Es finden sich zudem weitere Parallelen in der Handlung. In beiden Texten begehen die Protagonisten Straftaten (vor allem Diebstahl), flüchten vor der Polizei (in Bilder deiner großen Liebe kommt zwar nicht die Polizei vor, jedoch flieht Isa beispielsweise vor dem Schiffskapitän, weil er sie der Hafenpolizei übergeben möchte). Zudem sind beiden Reisen insofern archaisch zu nennen, als dass die Figuren scheinbar aus der Zeit gefallen sind und nicht über digitale Medien kommunizieren oder sich ihren Weg erschließen. Maik und Tschick lassen ihre Handys sowie andere digitale Medien bewusst zuhause und haben im Auto nur einen alten Kassettenrekorder. Isa hat am Beginn ihrer Reise nur zwei Tabletten, ihr Tagebuch und einen Zettel dabei, dafür aber keine Schuhe. Beide Reisen sind außerdem von verschiedenen Begegnungen geprägt. In Tschick führen diese Begegnungen dazu, dass Maik sein „grundpessimistisches und misstrauisches Menschenbild“ (Wölke 2016, S. 63) revidiert: „Seit ich klein war, hatte mein Vater mir beigebracht, dass die Welt schlecht ist. Die Welt ist schlecht, und der Mensch ist auch schlecht. […] Das hatten mir meine Eltern erzählt, das hatten mir meine Lehrer erzählt, und das Fernsehen erzählte es auch. […] Und vielleicht stimmte das ja auch, und der Mensch war zu 99 Prozent schlecht. Aber das Seltsame war, dass Tschick und ich auf unserer Reise fast ausschließlich dem einen Prozent begegneten, der nicht schlecht war“ (Tschick, S. 209).

━━━━━━━━━━━━━━━━━━━━━━━━━━━━━━

Aufgaben:
**A)** Warum nennt der Auszug zu Tschick und Bilder deiner großen Liebe die beiden Reisen archaisch? Antworte in ein bis drei Sätzen.
**B)** Beantworte mithilfe des Auszugs zu Tschick und Bilder deiner großen Liebe diese Fragen:
(i) Welche Straftat begehen die Hauptfiguren in beiden Texten vor allem?
(ii) Was haben Maik und Tschick im Auto dabei, nachdem sie ihre Handys zuhause gelassen haben?
(iii) Was fehlt Isa am Beginn ihrer Reise?
**C)** Führe den Auszug zu Tschick und Bilder deiner großen Liebe nach seinem letzten Satz weiter.

Gesammelte Dateneinträge
━━━━━━━━━━━━━━━━━━━━━━━━━━━━━━

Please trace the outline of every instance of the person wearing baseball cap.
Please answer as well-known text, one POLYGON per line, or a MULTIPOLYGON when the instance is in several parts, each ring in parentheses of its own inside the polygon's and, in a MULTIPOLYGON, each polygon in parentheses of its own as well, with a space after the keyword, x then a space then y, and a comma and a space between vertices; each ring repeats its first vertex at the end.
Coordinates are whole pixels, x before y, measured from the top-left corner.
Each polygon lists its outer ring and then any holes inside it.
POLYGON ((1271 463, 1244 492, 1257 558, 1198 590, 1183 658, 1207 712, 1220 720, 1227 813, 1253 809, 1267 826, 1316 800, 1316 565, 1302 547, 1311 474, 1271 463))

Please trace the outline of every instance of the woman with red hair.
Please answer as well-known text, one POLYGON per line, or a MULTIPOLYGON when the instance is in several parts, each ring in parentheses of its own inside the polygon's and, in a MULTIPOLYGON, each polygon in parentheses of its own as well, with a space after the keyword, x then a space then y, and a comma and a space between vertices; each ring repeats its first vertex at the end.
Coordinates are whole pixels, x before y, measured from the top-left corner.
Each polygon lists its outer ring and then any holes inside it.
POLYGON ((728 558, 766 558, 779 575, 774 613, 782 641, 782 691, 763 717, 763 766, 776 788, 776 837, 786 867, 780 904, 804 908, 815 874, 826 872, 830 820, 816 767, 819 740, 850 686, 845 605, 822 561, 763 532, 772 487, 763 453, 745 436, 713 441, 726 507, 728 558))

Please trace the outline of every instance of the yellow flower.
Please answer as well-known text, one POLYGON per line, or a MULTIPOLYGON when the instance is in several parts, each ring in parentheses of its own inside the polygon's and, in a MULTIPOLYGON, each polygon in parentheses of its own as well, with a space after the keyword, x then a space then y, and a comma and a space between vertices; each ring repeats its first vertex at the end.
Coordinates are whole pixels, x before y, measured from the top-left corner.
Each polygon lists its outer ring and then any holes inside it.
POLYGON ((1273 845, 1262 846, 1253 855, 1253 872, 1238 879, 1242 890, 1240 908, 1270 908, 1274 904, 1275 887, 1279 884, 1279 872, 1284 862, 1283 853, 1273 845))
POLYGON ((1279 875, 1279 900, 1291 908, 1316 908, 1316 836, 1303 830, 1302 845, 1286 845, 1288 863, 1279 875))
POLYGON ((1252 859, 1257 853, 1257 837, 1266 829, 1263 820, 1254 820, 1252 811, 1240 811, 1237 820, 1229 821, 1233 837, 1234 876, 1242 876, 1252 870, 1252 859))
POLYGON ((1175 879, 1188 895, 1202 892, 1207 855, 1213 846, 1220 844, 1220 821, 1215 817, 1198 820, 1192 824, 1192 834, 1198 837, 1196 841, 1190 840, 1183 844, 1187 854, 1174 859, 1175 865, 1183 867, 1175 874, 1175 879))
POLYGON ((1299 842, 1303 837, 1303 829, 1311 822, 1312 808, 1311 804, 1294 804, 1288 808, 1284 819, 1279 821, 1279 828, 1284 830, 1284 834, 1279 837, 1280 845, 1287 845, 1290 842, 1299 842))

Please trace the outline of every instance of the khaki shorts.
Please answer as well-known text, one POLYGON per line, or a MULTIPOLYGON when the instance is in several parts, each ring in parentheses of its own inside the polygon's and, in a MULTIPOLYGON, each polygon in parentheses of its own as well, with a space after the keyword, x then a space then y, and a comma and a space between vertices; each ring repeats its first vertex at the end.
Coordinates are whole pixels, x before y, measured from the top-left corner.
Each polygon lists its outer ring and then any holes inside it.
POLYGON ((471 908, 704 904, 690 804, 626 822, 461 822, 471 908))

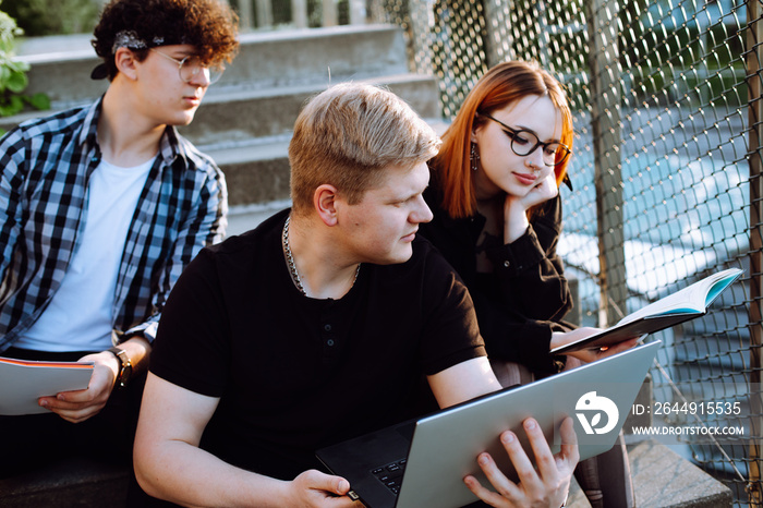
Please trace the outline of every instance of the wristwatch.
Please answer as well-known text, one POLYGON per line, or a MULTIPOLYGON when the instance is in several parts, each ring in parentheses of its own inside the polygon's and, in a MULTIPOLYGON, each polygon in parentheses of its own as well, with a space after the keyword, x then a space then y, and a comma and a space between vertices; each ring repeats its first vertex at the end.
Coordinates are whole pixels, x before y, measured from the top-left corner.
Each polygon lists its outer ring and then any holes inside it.
POLYGON ((130 356, 128 356, 128 352, 125 350, 120 348, 109 348, 107 351, 113 353, 113 355, 117 356, 117 360, 119 360, 121 364, 121 367, 119 368, 119 374, 117 374, 116 386, 118 388, 124 388, 125 386, 128 386, 130 375, 133 373, 133 364, 130 362, 130 356))

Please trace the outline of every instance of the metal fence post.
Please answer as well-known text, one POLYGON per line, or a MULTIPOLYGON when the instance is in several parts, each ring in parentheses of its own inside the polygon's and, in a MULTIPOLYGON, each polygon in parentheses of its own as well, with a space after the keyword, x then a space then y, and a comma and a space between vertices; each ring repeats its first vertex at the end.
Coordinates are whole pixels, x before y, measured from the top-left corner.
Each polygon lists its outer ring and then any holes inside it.
POLYGON ((750 501, 761 506, 761 445, 759 437, 763 430, 761 401, 761 324, 763 323, 763 83, 761 60, 763 60, 763 8, 756 0, 748 1, 747 28, 747 86, 749 114, 749 161, 750 161, 750 501))
POLYGON ((295 28, 307 28, 307 0, 291 0, 291 19, 295 28))
POLYGON ((627 314, 622 178, 620 174, 620 65, 618 2, 584 2, 589 31, 591 124, 600 261, 600 326, 627 314))
POLYGON ((334 0, 323 0, 323 26, 337 26, 337 4, 334 0))
POLYGON ((270 0, 254 0, 254 8, 257 13, 257 26, 272 27, 272 3, 270 0))

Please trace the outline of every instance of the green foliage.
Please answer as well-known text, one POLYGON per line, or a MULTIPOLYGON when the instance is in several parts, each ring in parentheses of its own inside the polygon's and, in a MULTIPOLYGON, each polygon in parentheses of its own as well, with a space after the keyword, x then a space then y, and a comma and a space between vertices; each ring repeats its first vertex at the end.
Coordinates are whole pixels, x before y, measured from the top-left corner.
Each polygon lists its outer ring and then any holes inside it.
POLYGON ((26 71, 29 65, 13 58, 15 37, 21 34, 16 22, 0 11, 0 117, 16 114, 27 105, 35 109, 50 108, 50 100, 45 94, 23 94, 28 84, 26 71))
POLYGON ((98 22, 96 0, 3 0, 2 10, 27 36, 89 33, 98 22))

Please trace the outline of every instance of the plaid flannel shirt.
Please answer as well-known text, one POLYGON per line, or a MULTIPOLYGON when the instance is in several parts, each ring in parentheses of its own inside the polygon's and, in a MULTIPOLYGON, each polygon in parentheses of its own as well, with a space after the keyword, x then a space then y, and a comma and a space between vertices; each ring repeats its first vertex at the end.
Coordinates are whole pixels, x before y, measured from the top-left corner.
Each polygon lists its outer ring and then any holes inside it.
MULTIPOLYGON (((25 122, 0 140, 0 351, 43 313, 78 247, 89 177, 101 158, 101 100, 25 122)), ((122 253, 114 342, 133 334, 154 339, 180 273, 222 239, 227 199, 215 162, 168 126, 122 253)))

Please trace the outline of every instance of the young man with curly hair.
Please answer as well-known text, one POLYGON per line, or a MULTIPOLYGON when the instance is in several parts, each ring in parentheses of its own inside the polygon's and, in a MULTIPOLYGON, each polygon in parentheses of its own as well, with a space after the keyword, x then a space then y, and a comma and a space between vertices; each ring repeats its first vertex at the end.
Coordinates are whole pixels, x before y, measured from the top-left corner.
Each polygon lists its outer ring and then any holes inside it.
POLYGON ((225 234, 223 176, 175 126, 238 50, 235 14, 218 0, 111 0, 94 36, 104 96, 0 140, 0 355, 95 364, 87 389, 0 416, 13 458, 0 476, 75 452, 129 460, 167 295, 225 234))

━━━━━━━━━━━━━━━━━━━━━━━━━━━━━━

Lösungen:
**A)** Die Figuren wirken, als wären sie aus der Zeit gefallen. Sie reden nicht über digitale Medien miteinander und finden ihren Weg auch nicht mit ihrer Hilfe.

**B)**
(i) Diebstahl.
(ii) Nur einen alten Kassettenrekorder.
(iii) Schuhe.

**C)**
Landschaft und Natur
In Tschick spielen Naturerlebnisse eine große Rolle. Sie werden präzise und ausführlich beschrieben und es kommt zu einer intensiveren Wahrnehmung von Natur. In Tschick löst die Betrachtung des Sternenhimmels bei Maik ein „tiefes Nachsinnen über die Verlorenheit des Menschen in einem gigantischen Universum [aus], dessen Sinn sich ihm nicht erschließt, während es doch zugleich sein Zuhause ist“ (Pütz 2016, S. 93).
Die Natur wirkt demnach meist beruhigend und friedlich auf Isa und Maik, was besonders darin auffällt, dass sich die Beschreibungen sprachlich sehr deutlich vom Jargon der Protagonisten abheben und teilweise ins Poetische gehen (vgl. Kramper 2016, S. 86). „Das Naturerlebnis reinigt [im Original fett] nicht nur ihre Sprache, sondern auch sie selbst von Frustration, Aggression und deprimierenden Gedanken [im Original fett]“ (Ebd., S. 87).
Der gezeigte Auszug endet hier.